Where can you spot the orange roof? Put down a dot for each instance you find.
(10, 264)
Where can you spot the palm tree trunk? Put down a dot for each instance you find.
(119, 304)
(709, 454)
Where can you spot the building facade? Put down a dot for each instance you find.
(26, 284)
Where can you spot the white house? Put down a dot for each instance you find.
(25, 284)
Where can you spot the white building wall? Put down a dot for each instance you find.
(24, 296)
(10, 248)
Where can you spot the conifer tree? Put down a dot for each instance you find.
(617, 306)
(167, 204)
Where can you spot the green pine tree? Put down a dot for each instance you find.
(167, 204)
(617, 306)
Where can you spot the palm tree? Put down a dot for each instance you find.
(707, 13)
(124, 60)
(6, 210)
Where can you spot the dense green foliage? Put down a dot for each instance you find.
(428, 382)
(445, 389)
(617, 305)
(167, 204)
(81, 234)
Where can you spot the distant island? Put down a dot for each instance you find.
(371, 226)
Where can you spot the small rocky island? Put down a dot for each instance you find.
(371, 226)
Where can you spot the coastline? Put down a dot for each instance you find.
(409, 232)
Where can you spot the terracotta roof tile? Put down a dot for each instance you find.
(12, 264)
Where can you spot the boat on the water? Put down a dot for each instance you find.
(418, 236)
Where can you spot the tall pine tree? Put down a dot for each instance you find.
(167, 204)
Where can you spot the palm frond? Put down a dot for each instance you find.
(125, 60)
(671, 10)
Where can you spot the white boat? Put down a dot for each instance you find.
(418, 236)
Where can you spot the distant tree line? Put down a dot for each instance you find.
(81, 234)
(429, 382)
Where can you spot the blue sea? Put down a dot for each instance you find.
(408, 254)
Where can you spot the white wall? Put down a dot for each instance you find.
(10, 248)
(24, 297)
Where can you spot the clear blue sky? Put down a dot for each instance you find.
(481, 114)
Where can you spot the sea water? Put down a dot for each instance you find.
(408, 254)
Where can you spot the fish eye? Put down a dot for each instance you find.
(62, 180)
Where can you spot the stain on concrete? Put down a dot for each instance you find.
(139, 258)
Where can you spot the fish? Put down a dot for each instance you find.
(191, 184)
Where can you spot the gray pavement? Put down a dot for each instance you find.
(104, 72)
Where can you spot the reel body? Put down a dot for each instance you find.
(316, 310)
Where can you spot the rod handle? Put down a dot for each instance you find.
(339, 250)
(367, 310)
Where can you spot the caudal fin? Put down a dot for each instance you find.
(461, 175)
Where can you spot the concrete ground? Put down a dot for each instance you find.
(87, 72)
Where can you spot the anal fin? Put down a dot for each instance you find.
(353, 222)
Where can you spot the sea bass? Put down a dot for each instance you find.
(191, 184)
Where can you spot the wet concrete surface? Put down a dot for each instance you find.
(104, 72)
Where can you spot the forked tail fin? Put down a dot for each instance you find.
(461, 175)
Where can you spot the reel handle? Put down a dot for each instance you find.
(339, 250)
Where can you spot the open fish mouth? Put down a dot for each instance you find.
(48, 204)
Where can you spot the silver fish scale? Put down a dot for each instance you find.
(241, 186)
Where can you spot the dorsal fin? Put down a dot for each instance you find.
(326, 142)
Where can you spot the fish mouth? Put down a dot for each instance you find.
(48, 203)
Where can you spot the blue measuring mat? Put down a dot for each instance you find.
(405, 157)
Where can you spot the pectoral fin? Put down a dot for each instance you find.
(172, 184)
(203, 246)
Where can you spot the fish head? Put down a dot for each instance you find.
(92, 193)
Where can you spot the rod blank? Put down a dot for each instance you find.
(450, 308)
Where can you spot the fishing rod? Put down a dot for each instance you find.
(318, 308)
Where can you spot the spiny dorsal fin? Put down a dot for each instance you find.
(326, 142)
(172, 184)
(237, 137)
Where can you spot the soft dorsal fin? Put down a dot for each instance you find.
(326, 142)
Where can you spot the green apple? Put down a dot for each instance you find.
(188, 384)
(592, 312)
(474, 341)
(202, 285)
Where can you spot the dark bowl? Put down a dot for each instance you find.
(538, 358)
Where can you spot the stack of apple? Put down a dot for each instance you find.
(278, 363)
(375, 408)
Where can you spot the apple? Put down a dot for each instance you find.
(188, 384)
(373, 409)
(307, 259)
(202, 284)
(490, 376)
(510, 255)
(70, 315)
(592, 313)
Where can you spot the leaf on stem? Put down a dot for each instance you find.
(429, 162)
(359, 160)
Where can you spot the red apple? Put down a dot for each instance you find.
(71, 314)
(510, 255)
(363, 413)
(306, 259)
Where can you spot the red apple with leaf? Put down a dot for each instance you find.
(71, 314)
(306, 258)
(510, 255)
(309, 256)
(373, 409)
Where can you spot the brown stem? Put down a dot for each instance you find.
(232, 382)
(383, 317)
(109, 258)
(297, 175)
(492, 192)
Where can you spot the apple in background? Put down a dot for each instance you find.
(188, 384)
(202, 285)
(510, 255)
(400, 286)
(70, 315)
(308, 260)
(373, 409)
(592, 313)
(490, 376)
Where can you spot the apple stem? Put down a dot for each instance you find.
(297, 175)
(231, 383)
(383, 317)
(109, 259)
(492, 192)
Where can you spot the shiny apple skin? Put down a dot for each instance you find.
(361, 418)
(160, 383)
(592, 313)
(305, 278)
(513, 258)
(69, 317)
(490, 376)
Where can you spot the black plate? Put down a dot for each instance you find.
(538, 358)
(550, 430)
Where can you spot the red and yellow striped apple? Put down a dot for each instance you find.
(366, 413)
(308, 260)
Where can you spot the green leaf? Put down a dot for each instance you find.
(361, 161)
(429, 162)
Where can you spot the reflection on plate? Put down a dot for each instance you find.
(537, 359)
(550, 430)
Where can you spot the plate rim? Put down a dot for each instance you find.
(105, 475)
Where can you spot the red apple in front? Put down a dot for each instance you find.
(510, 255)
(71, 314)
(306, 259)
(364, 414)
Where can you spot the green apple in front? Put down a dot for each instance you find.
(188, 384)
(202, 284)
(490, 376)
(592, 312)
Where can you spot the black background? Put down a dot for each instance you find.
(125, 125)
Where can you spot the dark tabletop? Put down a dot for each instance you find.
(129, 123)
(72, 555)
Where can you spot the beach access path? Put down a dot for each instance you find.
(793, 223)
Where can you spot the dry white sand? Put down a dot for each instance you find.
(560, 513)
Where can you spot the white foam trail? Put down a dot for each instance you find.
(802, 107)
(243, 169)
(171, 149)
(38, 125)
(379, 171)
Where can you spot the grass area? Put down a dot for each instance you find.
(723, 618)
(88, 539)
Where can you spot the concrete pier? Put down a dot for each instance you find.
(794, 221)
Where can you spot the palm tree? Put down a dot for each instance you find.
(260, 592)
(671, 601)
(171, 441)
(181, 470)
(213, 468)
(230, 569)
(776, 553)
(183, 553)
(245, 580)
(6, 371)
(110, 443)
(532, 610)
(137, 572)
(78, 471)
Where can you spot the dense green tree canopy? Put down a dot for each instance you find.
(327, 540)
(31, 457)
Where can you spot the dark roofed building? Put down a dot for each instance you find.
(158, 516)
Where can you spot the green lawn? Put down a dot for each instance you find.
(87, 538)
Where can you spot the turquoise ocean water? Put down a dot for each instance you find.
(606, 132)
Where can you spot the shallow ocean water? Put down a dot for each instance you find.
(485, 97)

══════════

What to do:
Write out every entry verbatim.

Response to the exercise:
Where can you spot the orange roof? Put down a dot for each instance you find.
(10, 264)
Where can you spot the palm tree trunk? Put down a dot for each instance you find.
(119, 304)
(709, 454)
Where can you spot the building facade? Put down a dot for each instance you find.
(26, 284)
Where can you spot the white house? Put down a dot for each instance you find.
(25, 284)
Where can you spot the white building wall? Put down a dot for each instance you find.
(24, 296)
(10, 248)
Where can you spot the conifer tree? Put down a dot for each instance you find.
(617, 306)
(167, 204)
Where can you spot the green pine tree? Put down a dot for each instance you find.
(167, 204)
(617, 306)
Where can you spot the palm tree? Put down a dot for each instance you find.
(707, 13)
(124, 60)
(6, 210)
Where can you spot the dense green foliage? Put down a dot for each instance you find.
(428, 382)
(445, 389)
(617, 305)
(167, 204)
(81, 234)
Where can you spot the distant island? Put down a dot for each instance you find.
(371, 226)
Where can you spot the small rocky island? Put down a dot for each instance you find.
(371, 226)
Where can you spot the coastline? Put down a dot for each instance you find.
(409, 232)
Where can you spot the terracotta roof tile? Put down a dot for each instance you find.
(12, 264)
Where can you spot the boat on the water? Put down a dot for each instance you find.
(418, 236)
Where can you spot the tall pine tree? Put down a dot for each instance you find.
(167, 204)
Where can you spot the palm frond? Put down a dot for each instance you find.
(125, 60)
(671, 10)
Where can you spot the white boat? Put down a dot for each instance you find.
(418, 236)
Where can you spot the distant tree line? Put down a dot for each instance you find.
(81, 234)
(429, 382)
Where can you spot the blue sea? Put down a dot for each instance you find.
(408, 254)
Where can you spot the white wall? Put down a dot for each instance you find.
(10, 248)
(24, 297)
Where can you spot the clear blue sky? Put down a dot for each instance you find.
(481, 114)
Where can you spot the sea water? Put down a dot for each instance you find.
(408, 254)
Where can you spot the fish eye? Put down a dot for each instance you find.
(62, 180)
Where can you spot the stain on concrete? Put down a dot for each instance you find.
(139, 258)
Where can you spot the fish? Put down a dot for each instance you find.
(191, 184)
Where can you spot the gray pavement? Put down a dot for each instance you find.
(104, 72)
Where can you spot the reel body? Put down a dot for each instance you find.
(316, 310)
Where can you spot the rod handle? Put down a dot for each instance you find.
(339, 250)
(367, 310)
Where can you spot the caudal fin? Put down a dot for each instance you find.
(461, 175)
Where can you spot the concrete ground? Put down a dot for each instance you find.
(87, 72)
Where can you spot the anal fin? Put down a dot for each instance you find.
(353, 222)
Where can you spot the sea bass? Put down a dot for each instance you find.
(191, 184)
Where can you spot the wet concrete surface? Put down a dot for each instance you find.
(104, 72)
Where can you spot the forked tail fin? Put down a dot for each instance you find.
(461, 175)
Where can you spot the reel handle? Put down a dot for each instance you find.
(339, 250)
Where can you spot the open fish mouth? Put down a dot for each instance you find.
(48, 204)
Where can you spot the silver fish scale? Put down a dot for each instance you find.
(241, 186)
Where can you spot the dorsal fin? Put down a dot for each instance you find.
(326, 142)
Where can you spot the fish mouth? Put down a dot for each instance you find.
(48, 203)
Where can you spot the blue measuring mat? Put down a dot for each instance you find.
(405, 157)
Where can you spot the pectoral fin? Put down a dot for each instance you find.
(172, 184)
(203, 246)
Where can you spot the fish head? Put down a dot for each instance you find.
(92, 193)
Where can you spot the rod blank? Put down a dot for each instance you find.
(450, 308)
Where can you spot the fishing rod? Put down a dot for each instance you find.
(318, 308)
Where can you spot the spiny dorsal fin? Put down a dot for each instance you find.
(326, 142)
(172, 184)
(237, 137)
Where can you spot the soft dorsal fin? Put down a dot for each instance you find.
(326, 142)
Where can you spot the green apple? Put down a dot for each instance you find.
(188, 384)
(592, 312)
(474, 341)
(202, 285)
Where can you spot the dark bowl? Put down a dot for each instance you find.
(538, 358)
Where can you spot the stack of apple? Put down a dot for each instance you find.
(278, 363)
(375, 408)
Where can you spot the apple? Put down a dot for each instance you find.
(188, 384)
(373, 409)
(307, 259)
(202, 284)
(490, 376)
(510, 255)
(70, 315)
(592, 313)
Where can you spot the leaf on stem? Put down a dot for each instance you find.
(429, 162)
(359, 160)
Where can you spot the red apple? Put down a dot for each instance you find.
(71, 314)
(510, 255)
(363, 413)
(306, 259)
Where can you spot the red apple with leaf? Put down a dot for each instance you find.
(71, 314)
(306, 258)
(510, 255)
(309, 256)
(373, 409)
Where can you spot the brown stem? Put down a dot for each instance you find.
(232, 382)
(383, 317)
(109, 258)
(297, 175)
(492, 192)
Where can you spot the apple in background? Put down a dot for each instance you find.
(188, 384)
(202, 285)
(510, 255)
(400, 286)
(70, 315)
(308, 260)
(373, 409)
(592, 313)
(490, 376)
Where can you spot the apple stem? Put down a dot for each instance you find.
(297, 175)
(231, 383)
(383, 317)
(109, 259)
(492, 192)
Where can you spot the shiny apple skin? Put down a dot for each instance you find.
(361, 418)
(160, 383)
(592, 313)
(305, 278)
(513, 258)
(69, 317)
(490, 376)
Where can you spot the black plate? Put down a dot for each instance you find.
(538, 358)
(550, 430)
Where can you spot the red and yellow striped apple? Put down a dot for each instance you find.
(366, 413)
(308, 260)
Where can you spot the green leaf? Put down a dot for each instance you find.
(361, 161)
(429, 162)
Where can you spot the reflection on plate? Put down a dot for each instance you find.
(537, 359)
(550, 430)
Where can you spot the plate rim? Put down a dot for each instance you find.
(105, 475)
Where can you spot the red apple in front? Put down a dot for each instance you find.
(510, 255)
(71, 314)
(306, 259)
(364, 414)
Where can you spot the green apple in front? Put down a dot for each instance you find.
(188, 384)
(202, 284)
(490, 376)
(592, 312)
Where can you spot the black background? Put down a dot for each instance you find.
(125, 125)
Where can you spot the dark tabletop? Put down a dot for each instance you find.
(129, 123)
(72, 555)
Where can you spot the beach access path? Put down a dot for each instance you find.
(793, 223)
Where can you spot the dry white sand? Put down a dot for each instance you find.
(560, 513)
Where can you spot the white foam trail? Put down a dot for each instance you find.
(802, 107)
(243, 169)
(171, 149)
(38, 125)
(379, 171)
Where can you spot the grass area? Put down a dot for each instance you find.
(723, 618)
(88, 539)
Where can you spot the concrete pier? Put down a dot for each instance you find.
(794, 221)
Where can you spot the palm tree? Put down a dot for each instance you find.
(260, 592)
(671, 601)
(171, 441)
(181, 470)
(213, 468)
(230, 569)
(776, 553)
(183, 553)
(245, 580)
(6, 371)
(110, 443)
(532, 610)
(137, 572)
(78, 471)
Where can you spot the dense green tree canopy? Put down a dot for each instance you find.
(327, 540)
(31, 457)
Where can you spot the dark roofed building? Put down a dot for each instance you find.
(158, 516)
Where can you spot the green lawn? Put down a dot for each instance you find.
(87, 538)
Where can you spot the turquoise ocean water? Put down a dot for each instance you find.
(606, 132)
Where can you spot the shallow ocean water? Put down a dot for each instance you find.
(485, 97)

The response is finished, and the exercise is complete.